What the exercise asks
Find the line with "computer as a single dot per instance." in the entries below, then reproduce it and every line after it down to and including the line with "Each is formatted like [163, 301].", exactly.
** Entries supplied follows **
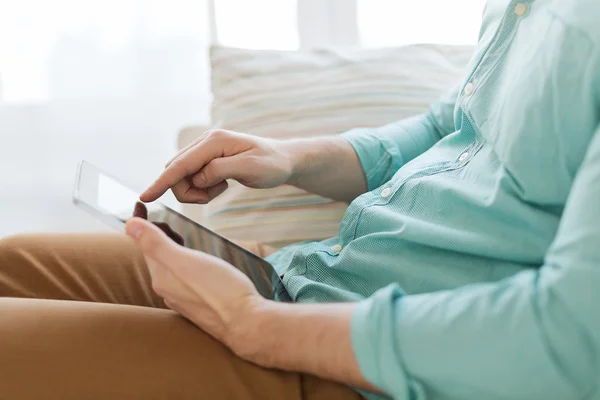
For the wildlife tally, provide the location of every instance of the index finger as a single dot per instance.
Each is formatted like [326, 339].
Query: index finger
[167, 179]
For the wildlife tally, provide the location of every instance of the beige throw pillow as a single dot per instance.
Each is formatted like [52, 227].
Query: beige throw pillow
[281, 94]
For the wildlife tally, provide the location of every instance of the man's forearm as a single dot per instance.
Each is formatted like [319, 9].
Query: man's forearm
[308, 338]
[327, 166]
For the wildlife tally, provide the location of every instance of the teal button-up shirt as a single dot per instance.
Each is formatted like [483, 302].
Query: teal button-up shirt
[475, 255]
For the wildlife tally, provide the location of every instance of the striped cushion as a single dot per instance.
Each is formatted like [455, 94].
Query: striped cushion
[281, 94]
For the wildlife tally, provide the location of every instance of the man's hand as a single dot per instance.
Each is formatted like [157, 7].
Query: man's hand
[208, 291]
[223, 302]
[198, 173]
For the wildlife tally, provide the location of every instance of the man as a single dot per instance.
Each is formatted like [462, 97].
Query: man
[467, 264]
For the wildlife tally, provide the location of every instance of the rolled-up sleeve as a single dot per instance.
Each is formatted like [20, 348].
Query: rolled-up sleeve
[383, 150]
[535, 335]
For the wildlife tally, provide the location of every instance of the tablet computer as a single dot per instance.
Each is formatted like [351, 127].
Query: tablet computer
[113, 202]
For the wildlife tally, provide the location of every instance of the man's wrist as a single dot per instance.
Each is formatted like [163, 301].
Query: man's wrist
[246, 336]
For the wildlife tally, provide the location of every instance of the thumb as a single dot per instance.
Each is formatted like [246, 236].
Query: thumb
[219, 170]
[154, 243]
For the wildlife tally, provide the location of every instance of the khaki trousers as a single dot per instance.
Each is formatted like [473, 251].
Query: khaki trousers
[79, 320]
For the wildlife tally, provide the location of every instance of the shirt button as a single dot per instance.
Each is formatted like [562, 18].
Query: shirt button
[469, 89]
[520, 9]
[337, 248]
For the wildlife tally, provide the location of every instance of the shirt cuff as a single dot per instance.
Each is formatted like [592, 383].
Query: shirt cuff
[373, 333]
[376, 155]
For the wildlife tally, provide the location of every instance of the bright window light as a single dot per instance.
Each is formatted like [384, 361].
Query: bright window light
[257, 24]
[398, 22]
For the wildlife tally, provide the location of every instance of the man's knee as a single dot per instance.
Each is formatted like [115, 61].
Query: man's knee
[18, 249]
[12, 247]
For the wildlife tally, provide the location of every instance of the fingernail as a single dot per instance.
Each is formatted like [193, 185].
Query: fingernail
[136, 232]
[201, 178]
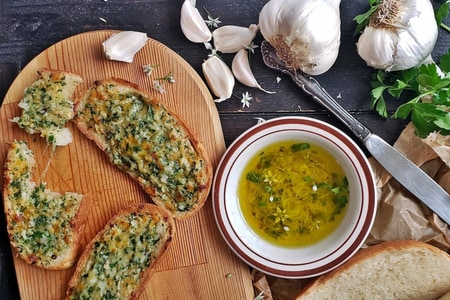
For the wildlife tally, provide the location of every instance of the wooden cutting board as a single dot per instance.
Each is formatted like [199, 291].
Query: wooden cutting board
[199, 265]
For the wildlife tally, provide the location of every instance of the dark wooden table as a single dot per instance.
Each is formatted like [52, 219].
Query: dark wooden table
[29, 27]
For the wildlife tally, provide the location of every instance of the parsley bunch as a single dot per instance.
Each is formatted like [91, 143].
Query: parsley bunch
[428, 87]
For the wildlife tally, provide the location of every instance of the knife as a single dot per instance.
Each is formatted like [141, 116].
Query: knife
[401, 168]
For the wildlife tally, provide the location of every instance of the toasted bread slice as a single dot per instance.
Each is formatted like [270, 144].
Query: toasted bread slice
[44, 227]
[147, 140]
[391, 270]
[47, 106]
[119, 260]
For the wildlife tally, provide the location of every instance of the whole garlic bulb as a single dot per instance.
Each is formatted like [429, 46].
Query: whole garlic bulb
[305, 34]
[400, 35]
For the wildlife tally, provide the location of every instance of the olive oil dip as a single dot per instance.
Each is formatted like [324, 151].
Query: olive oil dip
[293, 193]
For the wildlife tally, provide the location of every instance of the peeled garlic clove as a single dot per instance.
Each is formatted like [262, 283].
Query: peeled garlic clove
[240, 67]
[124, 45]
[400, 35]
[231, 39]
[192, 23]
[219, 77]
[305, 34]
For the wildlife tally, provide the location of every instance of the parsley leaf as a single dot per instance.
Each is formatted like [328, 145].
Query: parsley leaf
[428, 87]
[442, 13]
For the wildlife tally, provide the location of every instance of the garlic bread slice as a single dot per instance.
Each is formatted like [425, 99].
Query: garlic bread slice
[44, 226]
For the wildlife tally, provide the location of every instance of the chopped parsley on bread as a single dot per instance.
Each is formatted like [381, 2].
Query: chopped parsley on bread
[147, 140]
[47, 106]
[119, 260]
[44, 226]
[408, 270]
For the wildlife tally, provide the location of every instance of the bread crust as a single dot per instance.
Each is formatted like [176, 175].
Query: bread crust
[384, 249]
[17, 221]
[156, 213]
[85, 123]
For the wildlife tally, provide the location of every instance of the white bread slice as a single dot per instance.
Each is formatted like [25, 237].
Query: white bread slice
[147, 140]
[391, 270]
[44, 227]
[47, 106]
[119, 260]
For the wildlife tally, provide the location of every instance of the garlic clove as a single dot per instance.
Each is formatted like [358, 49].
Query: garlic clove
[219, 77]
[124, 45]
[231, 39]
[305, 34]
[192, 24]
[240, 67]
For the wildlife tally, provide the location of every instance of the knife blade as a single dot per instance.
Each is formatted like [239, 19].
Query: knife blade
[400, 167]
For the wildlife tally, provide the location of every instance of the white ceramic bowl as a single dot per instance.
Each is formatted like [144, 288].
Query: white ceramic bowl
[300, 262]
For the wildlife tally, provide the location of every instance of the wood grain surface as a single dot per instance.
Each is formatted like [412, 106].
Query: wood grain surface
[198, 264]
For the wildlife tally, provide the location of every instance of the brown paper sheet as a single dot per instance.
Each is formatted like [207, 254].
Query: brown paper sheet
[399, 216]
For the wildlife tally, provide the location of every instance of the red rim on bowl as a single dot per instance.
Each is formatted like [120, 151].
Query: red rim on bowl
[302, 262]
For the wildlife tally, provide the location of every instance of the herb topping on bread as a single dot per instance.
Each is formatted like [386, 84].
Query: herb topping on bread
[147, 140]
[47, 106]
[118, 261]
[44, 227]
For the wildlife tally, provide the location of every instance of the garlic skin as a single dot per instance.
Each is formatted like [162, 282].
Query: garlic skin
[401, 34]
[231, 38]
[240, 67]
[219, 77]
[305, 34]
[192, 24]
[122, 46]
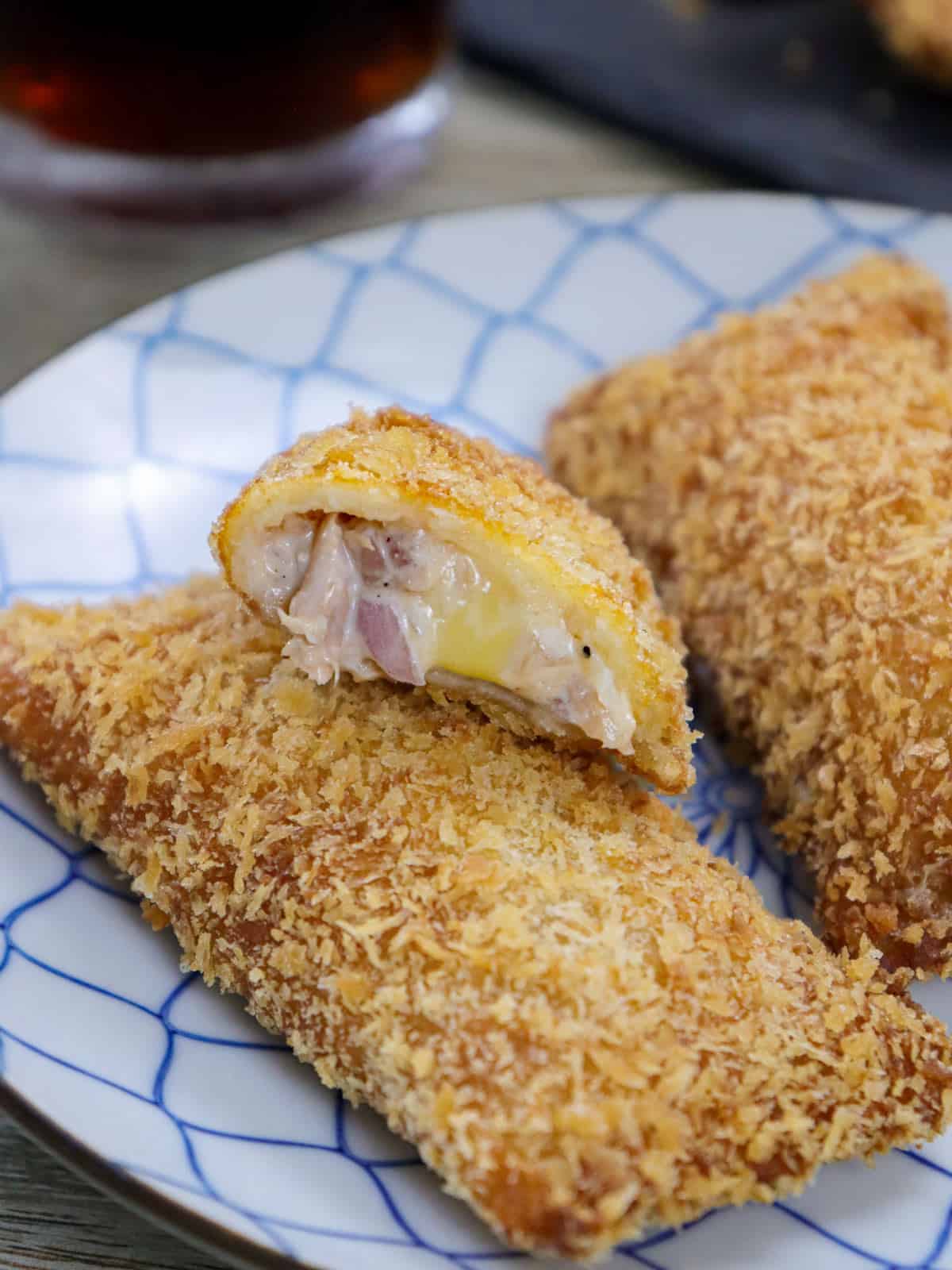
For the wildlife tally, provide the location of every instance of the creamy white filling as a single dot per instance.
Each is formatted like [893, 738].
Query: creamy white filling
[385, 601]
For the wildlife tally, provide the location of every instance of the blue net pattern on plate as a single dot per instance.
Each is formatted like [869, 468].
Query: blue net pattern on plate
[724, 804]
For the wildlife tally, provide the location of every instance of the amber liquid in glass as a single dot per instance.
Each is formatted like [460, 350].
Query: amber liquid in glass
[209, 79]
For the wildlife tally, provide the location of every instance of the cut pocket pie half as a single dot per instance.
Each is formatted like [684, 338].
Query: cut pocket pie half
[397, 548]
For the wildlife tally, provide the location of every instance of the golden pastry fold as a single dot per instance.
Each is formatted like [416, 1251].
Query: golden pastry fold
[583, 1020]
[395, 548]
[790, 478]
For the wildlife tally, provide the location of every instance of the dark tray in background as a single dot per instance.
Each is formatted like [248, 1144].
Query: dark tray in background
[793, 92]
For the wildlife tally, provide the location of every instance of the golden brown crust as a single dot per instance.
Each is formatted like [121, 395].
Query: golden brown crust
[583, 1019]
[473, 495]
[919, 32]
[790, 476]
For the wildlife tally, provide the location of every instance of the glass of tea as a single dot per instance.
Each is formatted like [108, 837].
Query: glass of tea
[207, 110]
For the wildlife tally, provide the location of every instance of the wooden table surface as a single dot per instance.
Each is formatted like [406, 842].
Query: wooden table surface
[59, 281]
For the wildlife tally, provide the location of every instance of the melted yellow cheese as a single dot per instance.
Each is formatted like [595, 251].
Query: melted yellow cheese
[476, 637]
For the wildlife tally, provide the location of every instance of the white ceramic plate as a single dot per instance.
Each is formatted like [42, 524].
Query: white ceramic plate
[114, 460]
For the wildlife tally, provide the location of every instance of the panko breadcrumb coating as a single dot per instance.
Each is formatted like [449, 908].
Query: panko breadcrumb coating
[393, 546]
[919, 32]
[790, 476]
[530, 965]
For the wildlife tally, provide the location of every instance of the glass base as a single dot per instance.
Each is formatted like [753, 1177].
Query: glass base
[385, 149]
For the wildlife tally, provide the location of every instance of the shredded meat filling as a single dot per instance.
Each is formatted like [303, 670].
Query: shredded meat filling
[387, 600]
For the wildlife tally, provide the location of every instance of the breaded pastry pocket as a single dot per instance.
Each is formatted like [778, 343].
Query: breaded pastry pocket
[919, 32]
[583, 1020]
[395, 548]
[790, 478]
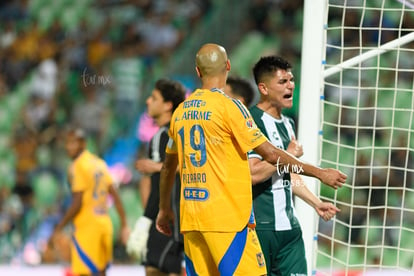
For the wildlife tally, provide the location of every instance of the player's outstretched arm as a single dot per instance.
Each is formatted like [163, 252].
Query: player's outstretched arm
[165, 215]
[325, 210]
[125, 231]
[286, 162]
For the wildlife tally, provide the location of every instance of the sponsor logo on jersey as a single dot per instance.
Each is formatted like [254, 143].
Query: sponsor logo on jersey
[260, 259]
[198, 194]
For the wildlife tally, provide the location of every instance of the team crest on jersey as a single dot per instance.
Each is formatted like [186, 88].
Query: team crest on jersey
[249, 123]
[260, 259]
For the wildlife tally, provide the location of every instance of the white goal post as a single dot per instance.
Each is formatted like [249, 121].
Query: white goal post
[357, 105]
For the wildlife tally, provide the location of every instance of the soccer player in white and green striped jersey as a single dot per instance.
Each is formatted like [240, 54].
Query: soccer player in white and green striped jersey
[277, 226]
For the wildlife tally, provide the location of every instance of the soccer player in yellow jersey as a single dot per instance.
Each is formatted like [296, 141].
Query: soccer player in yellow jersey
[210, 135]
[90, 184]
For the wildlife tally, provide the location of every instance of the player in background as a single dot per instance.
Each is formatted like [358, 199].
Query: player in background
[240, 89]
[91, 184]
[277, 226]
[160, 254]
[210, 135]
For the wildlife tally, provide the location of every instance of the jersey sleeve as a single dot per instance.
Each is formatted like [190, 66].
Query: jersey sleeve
** End of Entries supplied **
Output
For the wildlife tally, provide the location of every instance of the tablet computer as a single dot per instance.
Each is formatted like [351, 127].
Query: tablet computer
[113, 202]
For the wildlife tally, provide the location of every instance of the man's wrist as a single dot per instance.
Each is formatted like [163, 301].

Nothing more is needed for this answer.